● **Short task A**:
Pull out each line in the entries below that contains the word "peninsula", matching case exactly.

- Series one logo
- Presented by: Davina McCall
- No. of days: 8
- No. of housemates: 6
- Winner: Jack Dee
- Runner-up: Claire Sweeney
- Related show: Red Nose Day 2001
- No. of episodes: 8

Release
- Original network: Channel 4; BBC One;
- Original release: 9 March – 16 March 2001

Series chronology
- Next → Series 2

= Celebrity Big Brother (British TV series) series 1 =

Celebrity Big Brother 1, also referred to as Celebrity Big Brother 2001, is the first series of the British reality television show Celebrity Big Brother. The show is based on an originally Dutch TV series of the same name created by producer John de Mol Jr. in 1997. In honour of Comic Relief, six celebrities entered the Big Brother house.

The series premiered on 9 March 2001, and lasted for a total of eight days. It concluded on 16 March 2001 when comedian Jack Dee was crowned the winner. The series revolved around a group of celebrities living in a custom-built house with no contact with the outside world. Each week, the housemates are required to nominate two people for eviction. The two or more people with the most votes were nominated to leave the House. The viewers then decided which of the nominees should leave, with the selected person leaving during a live show. This process continued until only three housemates remained, at which time the public voted for which of them should win the series. Unlike the original show, Celebrity Big Brother saw the housemates competing for charity.

● **Provided entries**:
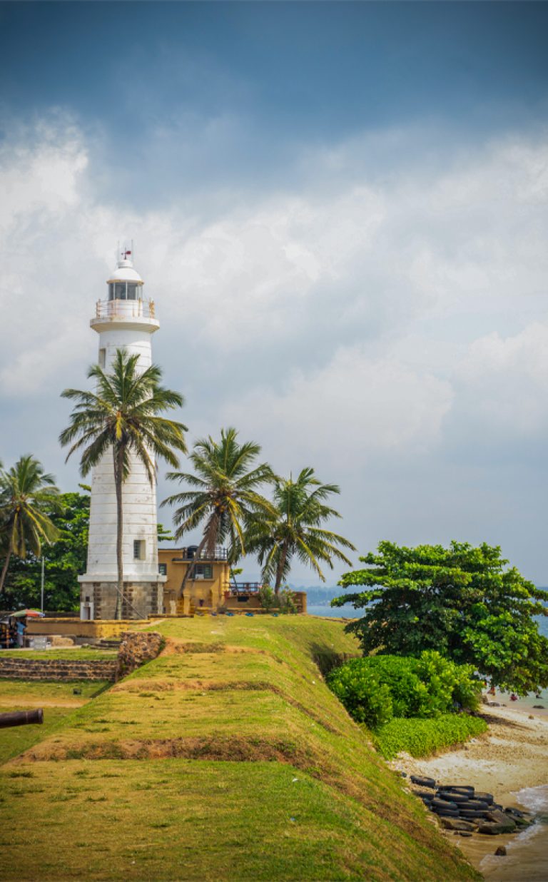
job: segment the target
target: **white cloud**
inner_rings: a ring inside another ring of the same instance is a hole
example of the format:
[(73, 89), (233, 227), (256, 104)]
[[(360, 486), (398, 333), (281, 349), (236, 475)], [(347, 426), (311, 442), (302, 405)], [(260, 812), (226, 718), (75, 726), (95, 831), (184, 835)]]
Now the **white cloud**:
[[(425, 540), (473, 538), (473, 509), (484, 521), (492, 510), (499, 541), (529, 554), (544, 514), (531, 510), (524, 525), (510, 490), (501, 497), (496, 439), (514, 439), (517, 474), (548, 424), (548, 141), (507, 139), (432, 164), (408, 162), (405, 132), (391, 137), (401, 161), (384, 178), (353, 161), (359, 145), (334, 146), (311, 156), (302, 186), (235, 192), (229, 209), (224, 193), (204, 220), (175, 198), (139, 213), (116, 187), (100, 200), (92, 153), (70, 123), (14, 136), (0, 156), (4, 461), (55, 455), (19, 410), (47, 408), (49, 432), (62, 427), (59, 391), (86, 382), (88, 320), (129, 235), (162, 323), (155, 358), (188, 394), (194, 431), (236, 423), (276, 468), (310, 464), (341, 483), (343, 532), (362, 547), (379, 531), (407, 541), (417, 524)], [(472, 486), (454, 445), (473, 468), (478, 437), (492, 466)], [(537, 499), (537, 482), (520, 492)], [(533, 565), (548, 576), (540, 558)]]
[(315, 457), (327, 470), (337, 451), (344, 451), (343, 468), (428, 452), (452, 399), (447, 382), (355, 346), (318, 370), (299, 372), (282, 393), (266, 388), (231, 399), (222, 415), (247, 433), (259, 424), (273, 451), (290, 446), (295, 467)]
[[(503, 338), (475, 340), (457, 370), (469, 420), (505, 445), (545, 437), (548, 428), (548, 325), (535, 322)], [(503, 433), (503, 434), (501, 434)]]

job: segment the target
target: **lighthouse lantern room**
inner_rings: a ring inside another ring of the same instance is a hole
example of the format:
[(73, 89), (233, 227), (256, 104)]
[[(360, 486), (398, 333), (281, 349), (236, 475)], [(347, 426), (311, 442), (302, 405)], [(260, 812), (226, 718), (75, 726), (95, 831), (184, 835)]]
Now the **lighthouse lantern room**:
[[(99, 364), (109, 370), (116, 349), (139, 355), (138, 370), (152, 363), (152, 335), (160, 327), (154, 303), (144, 296), (144, 283), (133, 268), (132, 247), (119, 252), (107, 281), (108, 296), (97, 303), (91, 327), (99, 334)], [(123, 618), (146, 618), (163, 609), (163, 583), (158, 572), (156, 488), (146, 469), (131, 455), (123, 485)], [(112, 456), (94, 468), (87, 569), (80, 582), (80, 617), (115, 617), (117, 593), (116, 500)]]

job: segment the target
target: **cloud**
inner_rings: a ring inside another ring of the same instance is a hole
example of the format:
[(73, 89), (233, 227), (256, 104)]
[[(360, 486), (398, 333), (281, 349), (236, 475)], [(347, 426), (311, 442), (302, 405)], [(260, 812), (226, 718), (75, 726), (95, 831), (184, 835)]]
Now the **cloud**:
[[(71, 120), (14, 130), (0, 154), (4, 461), (32, 449), (75, 482), (51, 440), (68, 413), (58, 393), (86, 383), (88, 321), (129, 235), (161, 322), (154, 357), (194, 434), (236, 424), (278, 470), (310, 464), (340, 483), (343, 532), (361, 547), (481, 541), (496, 523), (517, 563), (548, 576), (530, 557), (548, 422), (548, 139), (432, 161), (406, 158), (405, 136), (390, 133), (390, 174), (368, 169), (358, 138), (310, 147), (307, 175), (299, 153), (285, 187), (229, 200), (213, 188), (202, 213), (176, 187), (138, 211), (103, 168), (98, 188), (95, 146)], [(517, 490), (508, 468), (531, 475)], [(535, 501), (526, 523), (518, 492)]]

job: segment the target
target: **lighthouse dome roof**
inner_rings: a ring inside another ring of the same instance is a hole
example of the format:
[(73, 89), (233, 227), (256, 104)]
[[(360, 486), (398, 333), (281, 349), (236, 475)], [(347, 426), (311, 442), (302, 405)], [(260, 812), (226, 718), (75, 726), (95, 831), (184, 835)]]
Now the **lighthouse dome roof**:
[(119, 260), (116, 268), (110, 273), (108, 281), (135, 281), (142, 285), (143, 280), (137, 270), (133, 269), (131, 260)]

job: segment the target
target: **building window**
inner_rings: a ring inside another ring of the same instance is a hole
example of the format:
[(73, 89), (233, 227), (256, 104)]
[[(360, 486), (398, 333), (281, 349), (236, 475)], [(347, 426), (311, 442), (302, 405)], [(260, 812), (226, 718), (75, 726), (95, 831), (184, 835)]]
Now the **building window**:
[(197, 564), (191, 578), (213, 579), (213, 564)]
[(145, 540), (133, 540), (133, 560), (145, 560)]
[(140, 300), (141, 288), (132, 281), (109, 282), (109, 300)]

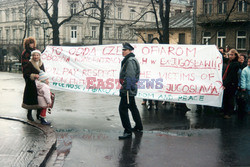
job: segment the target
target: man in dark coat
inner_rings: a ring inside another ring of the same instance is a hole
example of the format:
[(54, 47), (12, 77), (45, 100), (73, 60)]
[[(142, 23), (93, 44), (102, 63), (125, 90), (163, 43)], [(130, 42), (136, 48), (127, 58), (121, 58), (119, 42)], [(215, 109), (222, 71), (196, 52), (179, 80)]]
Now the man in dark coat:
[(223, 112), (224, 118), (230, 118), (234, 109), (234, 97), (238, 87), (238, 71), (240, 64), (238, 62), (238, 52), (231, 49), (229, 52), (229, 62), (223, 74)]
[[(35, 53), (41, 55), (41, 52), (35, 50), (32, 52), (31, 56)], [(39, 77), (40, 70), (44, 71), (44, 65), (40, 59), (35, 60), (32, 56), (32, 59), (24, 66), (23, 68), (23, 77), (25, 79), (25, 89), (23, 94), (23, 104), (22, 107), (28, 110), (27, 118), (30, 121), (34, 121), (32, 118), (32, 109), (39, 110), (38, 100), (37, 100), (37, 88), (35, 84), (35, 79)], [(40, 112), (37, 113), (39, 116)]]
[[(127, 139), (132, 137), (132, 131), (142, 131), (143, 126), (141, 122), (140, 113), (135, 103), (135, 96), (137, 94), (137, 82), (140, 77), (140, 65), (132, 53), (134, 48), (129, 43), (123, 44), (121, 70), (120, 70), (120, 105), (119, 114), (124, 128), (124, 133), (119, 136), (119, 139)], [(135, 121), (135, 127), (131, 128), (128, 109), (132, 113)]]

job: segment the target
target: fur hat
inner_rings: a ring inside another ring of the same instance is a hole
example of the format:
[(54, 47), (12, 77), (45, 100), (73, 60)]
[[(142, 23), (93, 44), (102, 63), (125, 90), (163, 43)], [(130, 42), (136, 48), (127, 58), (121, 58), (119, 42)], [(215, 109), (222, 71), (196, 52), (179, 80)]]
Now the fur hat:
[(41, 56), (41, 52), (40, 52), (40, 50), (33, 50), (32, 52), (31, 52), (31, 56), (33, 56), (35, 53), (38, 53), (40, 56)]
[(129, 43), (125, 42), (122, 44), (122, 49), (134, 50), (134, 47), (131, 46)]
[(49, 79), (48, 75), (43, 70), (40, 70), (38, 81), (45, 82), (47, 79)]

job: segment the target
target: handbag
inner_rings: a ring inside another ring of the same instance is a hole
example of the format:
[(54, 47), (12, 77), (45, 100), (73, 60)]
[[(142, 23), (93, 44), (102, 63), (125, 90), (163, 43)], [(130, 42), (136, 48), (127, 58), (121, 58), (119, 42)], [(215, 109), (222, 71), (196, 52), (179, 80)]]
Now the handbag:
[(247, 102), (248, 100), (248, 92), (238, 90), (236, 93), (236, 100), (239, 102)]
[(55, 94), (50, 92), (50, 98), (51, 98), (51, 104), (48, 107), (48, 113), (51, 114), (51, 109), (54, 106), (54, 102), (55, 102)]

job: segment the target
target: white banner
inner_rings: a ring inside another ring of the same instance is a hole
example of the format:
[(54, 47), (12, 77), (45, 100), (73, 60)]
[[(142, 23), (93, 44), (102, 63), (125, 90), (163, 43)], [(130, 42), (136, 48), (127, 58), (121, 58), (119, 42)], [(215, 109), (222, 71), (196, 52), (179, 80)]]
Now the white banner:
[[(141, 67), (137, 97), (220, 107), (222, 56), (214, 45), (132, 44)], [(52, 89), (119, 95), (122, 45), (48, 46)]]

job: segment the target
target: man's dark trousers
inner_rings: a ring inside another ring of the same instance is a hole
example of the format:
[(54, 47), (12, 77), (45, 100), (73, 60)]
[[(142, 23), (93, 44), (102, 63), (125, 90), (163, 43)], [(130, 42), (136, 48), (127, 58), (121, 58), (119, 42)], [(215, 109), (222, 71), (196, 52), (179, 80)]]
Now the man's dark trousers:
[(132, 117), (135, 121), (135, 128), (137, 129), (143, 129), (142, 123), (141, 123), (141, 117), (139, 110), (135, 104), (135, 97), (129, 96), (129, 104), (127, 102), (127, 96), (121, 96), (121, 101), (119, 105), (119, 113), (122, 121), (122, 126), (125, 129), (124, 133), (131, 133), (131, 123), (129, 120), (129, 114), (128, 109), (132, 113)]

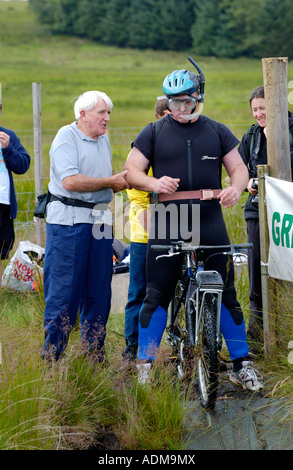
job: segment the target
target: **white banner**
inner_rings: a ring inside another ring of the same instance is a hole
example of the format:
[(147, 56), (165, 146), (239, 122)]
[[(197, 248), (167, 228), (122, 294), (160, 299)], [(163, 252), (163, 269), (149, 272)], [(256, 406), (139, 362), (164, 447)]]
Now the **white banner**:
[(266, 176), (268, 274), (293, 281), (293, 183)]

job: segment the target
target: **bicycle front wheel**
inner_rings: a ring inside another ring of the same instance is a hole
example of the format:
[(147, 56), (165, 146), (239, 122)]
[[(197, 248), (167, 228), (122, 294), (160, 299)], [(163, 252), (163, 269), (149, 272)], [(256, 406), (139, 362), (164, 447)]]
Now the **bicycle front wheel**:
[(206, 409), (213, 409), (217, 400), (219, 383), (217, 300), (212, 294), (206, 294), (203, 302), (203, 315), (198, 331), (197, 383), (202, 406)]

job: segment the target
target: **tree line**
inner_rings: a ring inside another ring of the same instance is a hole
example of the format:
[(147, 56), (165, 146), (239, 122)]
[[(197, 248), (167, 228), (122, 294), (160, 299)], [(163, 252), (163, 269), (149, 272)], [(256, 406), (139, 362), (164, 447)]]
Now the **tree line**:
[(292, 57), (293, 0), (29, 0), (52, 33), (215, 57)]

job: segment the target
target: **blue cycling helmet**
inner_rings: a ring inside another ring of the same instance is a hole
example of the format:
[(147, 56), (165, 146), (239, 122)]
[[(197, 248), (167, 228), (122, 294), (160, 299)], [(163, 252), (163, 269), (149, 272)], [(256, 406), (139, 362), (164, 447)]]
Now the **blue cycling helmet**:
[(167, 75), (163, 82), (163, 92), (167, 98), (179, 95), (191, 95), (200, 87), (201, 80), (199, 75), (196, 75), (189, 70), (174, 70), (174, 72)]

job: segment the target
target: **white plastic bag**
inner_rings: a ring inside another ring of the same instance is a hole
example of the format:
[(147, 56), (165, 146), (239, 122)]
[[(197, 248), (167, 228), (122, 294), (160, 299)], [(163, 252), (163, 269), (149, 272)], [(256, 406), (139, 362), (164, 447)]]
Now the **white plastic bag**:
[(2, 286), (13, 290), (34, 290), (43, 273), (45, 249), (30, 241), (19, 243), (9, 265), (6, 267)]

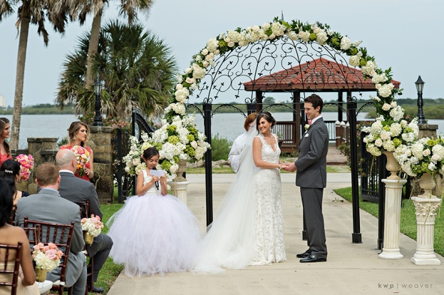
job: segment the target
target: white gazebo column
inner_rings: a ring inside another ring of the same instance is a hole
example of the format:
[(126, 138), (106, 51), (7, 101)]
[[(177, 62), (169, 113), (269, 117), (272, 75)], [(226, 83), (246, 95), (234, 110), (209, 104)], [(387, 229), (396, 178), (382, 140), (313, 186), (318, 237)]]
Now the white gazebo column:
[(403, 185), (406, 180), (381, 180), (386, 184), (386, 202), (384, 211), (384, 240), (379, 258), (400, 259), (403, 257), (399, 251), (401, 228), (401, 202)]
[[(435, 197), (435, 196), (433, 196)], [(433, 232), (436, 209), (442, 200), (433, 198), (412, 197), (416, 209), (416, 253), (410, 259), (416, 265), (440, 265), (441, 262), (436, 258), (433, 251)]]

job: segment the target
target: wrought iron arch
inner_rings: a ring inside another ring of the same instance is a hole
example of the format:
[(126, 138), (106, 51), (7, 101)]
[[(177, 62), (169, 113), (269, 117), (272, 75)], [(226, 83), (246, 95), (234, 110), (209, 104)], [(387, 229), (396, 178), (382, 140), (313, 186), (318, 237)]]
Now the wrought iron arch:
[[(358, 183), (356, 151), (356, 115), (371, 103), (358, 108), (356, 96), (352, 94), (375, 91), (371, 81), (366, 81), (360, 70), (350, 66), (348, 57), (341, 50), (316, 41), (291, 40), (284, 36), (279, 40), (256, 41), (237, 47), (212, 61), (205, 76), (191, 96), (192, 100), (202, 103), (199, 112), (204, 118), (205, 135), (211, 143), (211, 118), (220, 110), (232, 108), (246, 116), (234, 105), (222, 104), (212, 110), (213, 103), (220, 98), (244, 101), (249, 106), (248, 113), (284, 108), (293, 113), (293, 120), (300, 134), (305, 124), (303, 100), (313, 93), (339, 93), (335, 105), (339, 113), (345, 113), (351, 126), (352, 187), (353, 195), (353, 242), (361, 242), (358, 207)], [(290, 102), (264, 105), (267, 93), (283, 93), (290, 95)], [(346, 93), (346, 100), (342, 98)], [(252, 109), (251, 105), (255, 105)], [(192, 108), (190, 106), (190, 108)], [(212, 221), (212, 179), (211, 176), (211, 150), (205, 154), (207, 185), (207, 222)]]

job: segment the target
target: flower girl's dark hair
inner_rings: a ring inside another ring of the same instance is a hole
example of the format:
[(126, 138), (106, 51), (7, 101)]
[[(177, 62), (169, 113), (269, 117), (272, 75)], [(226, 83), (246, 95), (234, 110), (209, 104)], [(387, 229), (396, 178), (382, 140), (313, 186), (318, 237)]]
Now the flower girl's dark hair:
[(9, 222), (14, 201), (12, 186), (14, 182), (6, 178), (0, 178), (0, 227)]
[(262, 118), (267, 120), (267, 122), (272, 123), (271, 127), (274, 126), (274, 125), (276, 124), (276, 120), (274, 120), (270, 112), (261, 113), (257, 116), (257, 119), (256, 119), (256, 129), (257, 129), (257, 131), (259, 131), (259, 123)]
[(146, 161), (147, 160), (151, 159), (155, 155), (160, 155), (159, 151), (155, 147), (148, 148), (143, 151), (143, 159)]

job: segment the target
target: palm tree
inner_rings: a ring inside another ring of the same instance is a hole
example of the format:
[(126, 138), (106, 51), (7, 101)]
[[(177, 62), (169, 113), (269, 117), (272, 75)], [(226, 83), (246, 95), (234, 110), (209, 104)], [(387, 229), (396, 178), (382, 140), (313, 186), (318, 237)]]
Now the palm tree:
[[(175, 61), (170, 49), (140, 24), (112, 21), (100, 30), (98, 54), (91, 66), (105, 81), (102, 110), (108, 116), (128, 118), (133, 107), (150, 117), (162, 113), (175, 85)], [(91, 34), (79, 38), (66, 57), (56, 103), (74, 103), (78, 113), (94, 110), (94, 93), (85, 84)]]
[(13, 149), (18, 148), (19, 145), (29, 24), (38, 26), (37, 33), (43, 36), (45, 46), (48, 46), (48, 33), (45, 28), (45, 16), (46, 16), (52, 23), (56, 31), (63, 33), (68, 19), (66, 16), (68, 2), (66, 0), (2, 0), (0, 1), (0, 21), (5, 16), (14, 13), (15, 9), (18, 16), (16, 26), (19, 30), (16, 89), (10, 142), (11, 148)]
[[(120, 0), (120, 1), (119, 14), (128, 16), (129, 24), (137, 21), (139, 11), (148, 13), (153, 4), (153, 0)], [(102, 14), (105, 4), (108, 4), (109, 0), (78, 0), (76, 2), (78, 2), (76, 7), (73, 11), (80, 11), (78, 19), (81, 25), (84, 24), (88, 14), (94, 14), (88, 50), (88, 68), (86, 79), (86, 88), (90, 88), (94, 80), (92, 64), (93, 58), (98, 48)]]

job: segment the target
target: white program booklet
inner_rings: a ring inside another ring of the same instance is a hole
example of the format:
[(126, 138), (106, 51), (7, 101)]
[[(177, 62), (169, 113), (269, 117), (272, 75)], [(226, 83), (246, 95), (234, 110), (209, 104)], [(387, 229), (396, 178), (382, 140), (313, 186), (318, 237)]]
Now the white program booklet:
[(163, 170), (150, 170), (150, 174), (151, 175), (151, 176), (158, 176), (159, 177), (161, 177), (162, 176), (165, 175), (165, 171)]

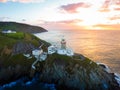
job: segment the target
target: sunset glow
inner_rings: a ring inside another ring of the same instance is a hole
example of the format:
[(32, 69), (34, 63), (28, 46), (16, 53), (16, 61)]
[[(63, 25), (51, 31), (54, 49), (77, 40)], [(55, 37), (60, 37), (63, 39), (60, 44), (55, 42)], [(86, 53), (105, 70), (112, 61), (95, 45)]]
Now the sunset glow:
[(120, 30), (120, 0), (0, 0), (0, 11), (0, 21), (48, 30)]

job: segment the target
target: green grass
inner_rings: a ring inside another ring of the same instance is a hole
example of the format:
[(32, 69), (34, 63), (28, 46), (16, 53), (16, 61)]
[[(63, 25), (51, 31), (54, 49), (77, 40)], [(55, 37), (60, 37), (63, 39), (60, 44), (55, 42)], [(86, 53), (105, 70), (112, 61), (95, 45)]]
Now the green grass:
[(35, 60), (36, 60), (35, 58), (27, 59), (22, 54), (17, 54), (14, 56), (10, 56), (9, 59), (4, 60), (3, 66), (8, 67), (8, 66), (21, 65), (21, 66), (31, 67), (32, 63)]
[(25, 58), (23, 55), (11, 55), (13, 46), (18, 42), (31, 43), (35, 47), (39, 47), (40, 42), (42, 42), (45, 44), (43, 46), (44, 48), (49, 45), (49, 43), (35, 37), (30, 33), (18, 32), (7, 35), (0, 33), (0, 64), (6, 67), (11, 65), (14, 66), (16, 64), (23, 66), (31, 65), (33, 60), (27, 60), (27, 58)]
[[(46, 63), (49, 67), (53, 67), (53, 64), (65, 65), (66, 67), (75, 67), (76, 65), (78, 65), (78, 67), (87, 69), (88, 73), (98, 67), (95, 62), (86, 57), (85, 60), (75, 60), (72, 57), (58, 54), (49, 55)], [(70, 71), (69, 68), (67, 69), (67, 71)]]

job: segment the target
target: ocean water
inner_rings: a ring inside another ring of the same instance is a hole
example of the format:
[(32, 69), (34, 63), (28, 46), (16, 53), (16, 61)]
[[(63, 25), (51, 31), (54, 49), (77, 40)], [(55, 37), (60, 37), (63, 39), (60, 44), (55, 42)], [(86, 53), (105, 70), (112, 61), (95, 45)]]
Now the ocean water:
[(51, 44), (60, 44), (64, 37), (74, 52), (106, 64), (111, 72), (120, 73), (120, 31), (53, 30), (35, 35)]

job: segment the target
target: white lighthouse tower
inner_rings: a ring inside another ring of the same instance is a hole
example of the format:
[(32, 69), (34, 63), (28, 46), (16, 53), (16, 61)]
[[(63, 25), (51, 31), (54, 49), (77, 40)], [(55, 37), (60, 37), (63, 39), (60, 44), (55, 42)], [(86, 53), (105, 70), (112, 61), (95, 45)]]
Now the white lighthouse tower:
[(65, 39), (61, 40), (61, 49), (66, 49), (66, 41), (65, 41)]

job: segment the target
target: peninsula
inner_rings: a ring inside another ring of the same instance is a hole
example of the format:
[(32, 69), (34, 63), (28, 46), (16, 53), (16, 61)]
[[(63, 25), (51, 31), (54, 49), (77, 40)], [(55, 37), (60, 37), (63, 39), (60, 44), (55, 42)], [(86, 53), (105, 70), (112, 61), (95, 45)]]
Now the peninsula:
[[(54, 83), (54, 90), (120, 90), (114, 73), (68, 49), (65, 39), (56, 48), (30, 32), (14, 29), (16, 33), (2, 33), (3, 30), (0, 33), (1, 86), (23, 76), (32, 78), (39, 72), (39, 82)], [(34, 64), (37, 58), (40, 60)]]

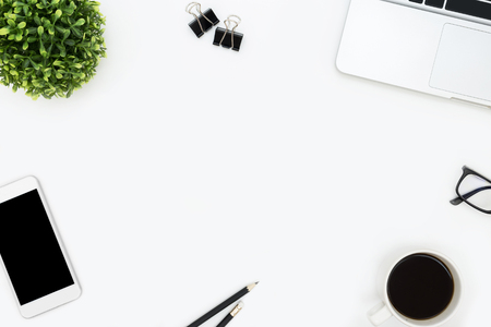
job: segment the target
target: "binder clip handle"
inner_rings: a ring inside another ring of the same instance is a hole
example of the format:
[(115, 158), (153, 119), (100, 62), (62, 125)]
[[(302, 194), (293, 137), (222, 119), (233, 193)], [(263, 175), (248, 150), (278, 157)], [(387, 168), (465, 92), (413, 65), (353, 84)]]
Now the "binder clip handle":
[(205, 31), (203, 29), (203, 26), (201, 25), (200, 19), (197, 17), (197, 15), (195, 13), (192, 12), (192, 10), (195, 9), (196, 12), (203, 16), (206, 21), (208, 21), (212, 26), (214, 25), (214, 23), (207, 17), (205, 16), (202, 12), (201, 12), (201, 3), (197, 2), (191, 2), (185, 7), (185, 12), (193, 15), (194, 19), (196, 20), (197, 24), (200, 25), (201, 32), (205, 33)]
[[(237, 20), (232, 20), (230, 17), (236, 17)], [(236, 32), (237, 26), (239, 26), (239, 24), (242, 23), (242, 20), (238, 16), (238, 15), (229, 15), (225, 21), (225, 33), (224, 36), (220, 39), (220, 43), (218, 44), (219, 46), (221, 46), (221, 43), (225, 39), (225, 36), (227, 35), (228, 29), (230, 28), (231, 24), (235, 24), (235, 26), (231, 28), (231, 47), (233, 48), (233, 33)]]

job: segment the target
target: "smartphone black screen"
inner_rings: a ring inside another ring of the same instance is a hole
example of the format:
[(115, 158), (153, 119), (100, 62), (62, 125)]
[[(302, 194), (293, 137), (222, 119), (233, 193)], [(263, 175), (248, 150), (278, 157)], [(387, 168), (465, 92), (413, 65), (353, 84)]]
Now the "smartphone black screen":
[(74, 283), (37, 190), (0, 204), (0, 255), (21, 305)]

● **Short task B**:
Write the next part of the piece on the first series of Celebrity Big Brother, picking up right after its final sentence.

● **Output A**:
target: peninsula
Now the peninsula:

● **Output B**:
On 17 March 2023, a special twenty-second anniversary show aired as part of the 2023 Comic Relief event. The show titled When Comic Relief Did Big Brother was broadcast at 10pm on BBC Two. It featured interviews with five of the six housemates (Chris Eubank did not participate) with a look back on the series and their time in the house. Marcus Bentley narrated the episode.

==Production==

===Broadcasts===
The series premiered on 9 March 2001, on Channel 4. The contestants were recorded 24 hours a day with cameras fixed around the house, and had to wear portable microphones. Due to the tie-in with Comic Relief, the first series was partly broadcast on BBC One in the week leading up to the telethon. Channel 4 broadcast a daily 30-minute highlights show, and from the second day on there was a live eviction show hosted by Davina McCall, where the evicted housemate was interviewed. In the nightly highlight episodes, viewers are shown various highlights of a specific day in the house. BBC One's coverage consisted of a behind-the-scenes launch show hosted by McCall and 10-minute-long updates each day. Due to the length of the series, the psychologists featured in the main series did not return for Celebrity Big Brother 1, but did continue to appear in the main series. The series ended on 16 March (Red Nose Day) and the finale was broadcast live on both Channel 4 and BBC One as part of the evening's Comic Relief telethon. In total, the series lasted for a total of 8 days. Initially, Celebrity Big Brother was meant to be a one-time series, but due to the success it was later brought back as an annual event, airing while the main series was completed. Celebrity Big Brother 1 was the first season in the UK edition of Big Brother to feature a live premiere, something that would be used from Big Brother 3 onward.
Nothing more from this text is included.